▶ INSTRUCTIONS FOR THE TASK
List each line of the data below that contains the word "roof". Letter case counts.

Data entries:
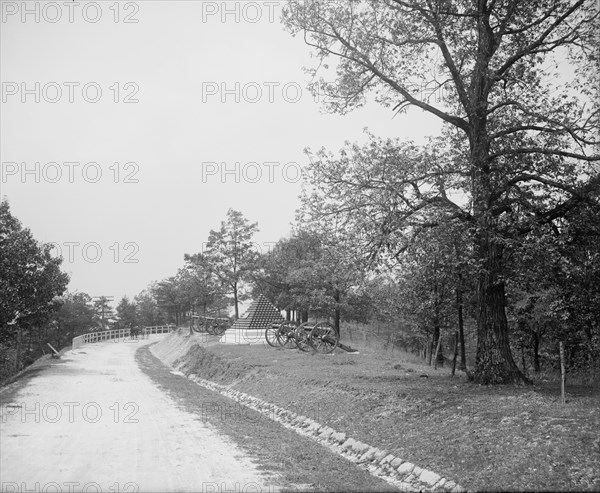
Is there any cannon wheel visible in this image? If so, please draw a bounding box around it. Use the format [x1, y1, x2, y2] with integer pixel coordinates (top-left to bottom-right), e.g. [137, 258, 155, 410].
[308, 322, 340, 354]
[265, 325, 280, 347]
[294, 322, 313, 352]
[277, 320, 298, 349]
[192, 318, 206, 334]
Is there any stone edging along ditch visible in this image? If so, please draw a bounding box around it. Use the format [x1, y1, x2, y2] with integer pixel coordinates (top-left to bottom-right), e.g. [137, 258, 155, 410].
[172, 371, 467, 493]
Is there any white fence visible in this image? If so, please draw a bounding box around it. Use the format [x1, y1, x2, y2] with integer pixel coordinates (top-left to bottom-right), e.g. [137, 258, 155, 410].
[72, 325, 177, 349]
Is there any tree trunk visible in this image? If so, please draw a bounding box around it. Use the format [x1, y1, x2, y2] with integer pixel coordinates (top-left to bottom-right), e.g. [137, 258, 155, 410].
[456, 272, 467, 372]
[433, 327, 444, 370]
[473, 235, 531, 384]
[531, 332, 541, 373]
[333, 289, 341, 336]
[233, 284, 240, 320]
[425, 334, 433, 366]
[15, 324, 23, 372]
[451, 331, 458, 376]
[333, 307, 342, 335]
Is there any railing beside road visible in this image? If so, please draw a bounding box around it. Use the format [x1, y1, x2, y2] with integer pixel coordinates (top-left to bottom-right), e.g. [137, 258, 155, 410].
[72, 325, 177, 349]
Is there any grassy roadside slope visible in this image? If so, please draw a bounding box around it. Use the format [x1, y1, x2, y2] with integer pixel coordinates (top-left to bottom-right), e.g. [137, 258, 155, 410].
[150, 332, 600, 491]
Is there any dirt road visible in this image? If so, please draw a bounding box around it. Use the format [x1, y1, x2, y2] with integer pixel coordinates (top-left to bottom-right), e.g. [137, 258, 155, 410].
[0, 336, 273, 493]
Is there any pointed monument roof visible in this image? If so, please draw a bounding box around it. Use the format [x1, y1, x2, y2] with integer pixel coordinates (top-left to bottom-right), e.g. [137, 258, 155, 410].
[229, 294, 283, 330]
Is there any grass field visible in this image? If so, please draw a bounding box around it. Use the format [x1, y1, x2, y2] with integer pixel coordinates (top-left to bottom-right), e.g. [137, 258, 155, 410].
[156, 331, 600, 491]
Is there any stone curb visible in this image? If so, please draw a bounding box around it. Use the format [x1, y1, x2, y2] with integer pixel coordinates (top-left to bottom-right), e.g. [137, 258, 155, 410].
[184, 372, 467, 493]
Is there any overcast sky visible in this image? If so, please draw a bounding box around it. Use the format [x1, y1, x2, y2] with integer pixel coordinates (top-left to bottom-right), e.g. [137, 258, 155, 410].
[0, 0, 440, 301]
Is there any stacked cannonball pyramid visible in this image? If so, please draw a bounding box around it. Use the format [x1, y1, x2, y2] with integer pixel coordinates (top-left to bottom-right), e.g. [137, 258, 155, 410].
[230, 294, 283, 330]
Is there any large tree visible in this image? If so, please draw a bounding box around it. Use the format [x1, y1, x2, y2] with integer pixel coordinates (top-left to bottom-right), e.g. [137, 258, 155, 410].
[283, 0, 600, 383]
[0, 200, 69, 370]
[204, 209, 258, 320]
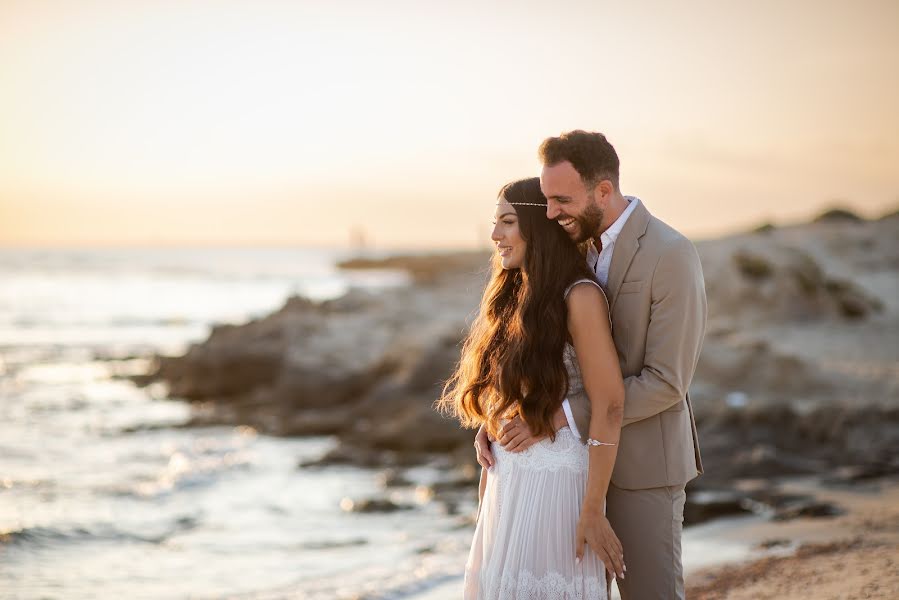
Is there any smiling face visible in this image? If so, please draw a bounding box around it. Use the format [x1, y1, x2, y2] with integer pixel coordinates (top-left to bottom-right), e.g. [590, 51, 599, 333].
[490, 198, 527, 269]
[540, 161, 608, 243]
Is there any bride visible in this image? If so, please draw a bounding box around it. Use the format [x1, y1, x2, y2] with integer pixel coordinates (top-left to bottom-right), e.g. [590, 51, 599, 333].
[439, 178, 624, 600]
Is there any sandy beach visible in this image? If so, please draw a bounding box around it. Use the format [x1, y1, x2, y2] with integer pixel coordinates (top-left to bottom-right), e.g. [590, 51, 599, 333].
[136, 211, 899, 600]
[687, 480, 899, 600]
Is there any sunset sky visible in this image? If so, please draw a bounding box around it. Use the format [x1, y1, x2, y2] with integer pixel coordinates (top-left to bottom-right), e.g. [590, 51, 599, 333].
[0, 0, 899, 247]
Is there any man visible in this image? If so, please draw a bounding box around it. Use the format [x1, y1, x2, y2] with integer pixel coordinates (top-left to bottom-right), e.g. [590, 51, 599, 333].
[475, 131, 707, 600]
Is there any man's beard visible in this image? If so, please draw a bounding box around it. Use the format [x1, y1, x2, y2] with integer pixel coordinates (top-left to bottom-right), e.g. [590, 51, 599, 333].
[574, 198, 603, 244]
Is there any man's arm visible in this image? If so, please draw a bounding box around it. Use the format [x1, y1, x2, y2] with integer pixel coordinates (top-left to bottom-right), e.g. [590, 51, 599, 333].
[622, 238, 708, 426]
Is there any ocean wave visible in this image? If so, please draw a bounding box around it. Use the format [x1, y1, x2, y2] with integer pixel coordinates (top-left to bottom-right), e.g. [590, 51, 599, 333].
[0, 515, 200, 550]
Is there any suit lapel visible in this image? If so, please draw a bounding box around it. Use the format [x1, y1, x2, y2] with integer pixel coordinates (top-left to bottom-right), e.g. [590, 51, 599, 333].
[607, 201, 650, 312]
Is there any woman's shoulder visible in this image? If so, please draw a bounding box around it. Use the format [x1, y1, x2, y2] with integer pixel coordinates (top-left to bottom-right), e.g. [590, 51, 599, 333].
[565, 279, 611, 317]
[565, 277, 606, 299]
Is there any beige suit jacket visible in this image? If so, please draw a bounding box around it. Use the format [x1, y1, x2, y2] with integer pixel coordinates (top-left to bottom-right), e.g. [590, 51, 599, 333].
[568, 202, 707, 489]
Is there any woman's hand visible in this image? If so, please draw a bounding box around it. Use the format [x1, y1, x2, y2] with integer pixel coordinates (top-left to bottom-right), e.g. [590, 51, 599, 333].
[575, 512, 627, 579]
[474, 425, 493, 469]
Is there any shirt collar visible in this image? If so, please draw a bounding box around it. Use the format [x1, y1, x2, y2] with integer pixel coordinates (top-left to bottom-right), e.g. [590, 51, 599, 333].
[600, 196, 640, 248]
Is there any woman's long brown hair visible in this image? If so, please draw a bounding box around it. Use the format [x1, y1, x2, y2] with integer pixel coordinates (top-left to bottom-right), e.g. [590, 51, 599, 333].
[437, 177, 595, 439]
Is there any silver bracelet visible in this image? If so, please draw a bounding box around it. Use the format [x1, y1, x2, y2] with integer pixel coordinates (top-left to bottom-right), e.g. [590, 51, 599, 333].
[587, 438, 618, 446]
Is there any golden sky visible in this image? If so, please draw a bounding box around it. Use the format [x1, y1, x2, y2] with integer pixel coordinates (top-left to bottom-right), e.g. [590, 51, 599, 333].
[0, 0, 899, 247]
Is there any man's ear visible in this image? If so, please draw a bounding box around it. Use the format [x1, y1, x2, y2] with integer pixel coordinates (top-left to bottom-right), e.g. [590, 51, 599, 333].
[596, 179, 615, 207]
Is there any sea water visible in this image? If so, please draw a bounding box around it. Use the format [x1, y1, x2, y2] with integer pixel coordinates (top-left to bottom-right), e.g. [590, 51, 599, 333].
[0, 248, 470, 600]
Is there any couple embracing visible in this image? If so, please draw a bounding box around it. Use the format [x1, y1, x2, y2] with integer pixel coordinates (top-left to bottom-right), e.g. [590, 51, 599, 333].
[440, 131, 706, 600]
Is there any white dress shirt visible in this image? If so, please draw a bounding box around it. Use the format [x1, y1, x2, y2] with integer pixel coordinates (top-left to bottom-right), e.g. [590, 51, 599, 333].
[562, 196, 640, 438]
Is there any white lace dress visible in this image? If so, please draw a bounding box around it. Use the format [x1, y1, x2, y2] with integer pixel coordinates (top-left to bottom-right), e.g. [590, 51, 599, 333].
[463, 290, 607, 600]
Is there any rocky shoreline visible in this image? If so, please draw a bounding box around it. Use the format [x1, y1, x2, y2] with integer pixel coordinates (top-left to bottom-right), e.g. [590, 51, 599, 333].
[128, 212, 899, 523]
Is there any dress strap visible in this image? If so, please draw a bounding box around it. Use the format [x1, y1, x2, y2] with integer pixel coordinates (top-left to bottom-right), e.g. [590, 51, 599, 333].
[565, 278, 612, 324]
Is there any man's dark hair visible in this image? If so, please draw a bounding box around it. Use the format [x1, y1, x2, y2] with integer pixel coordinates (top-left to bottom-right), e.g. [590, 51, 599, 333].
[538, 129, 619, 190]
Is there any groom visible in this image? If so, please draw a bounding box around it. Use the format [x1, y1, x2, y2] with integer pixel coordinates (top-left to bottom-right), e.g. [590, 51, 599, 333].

▶ WRITTEN SOLUTION
Is there any pointed monument roof visible in this image? If so, please draw a bounding box around it. Use the format [x1, y1, x2, y2] with integer pixel coordinates (top-left to bottom-right), e.g. [137, 258, 155, 410].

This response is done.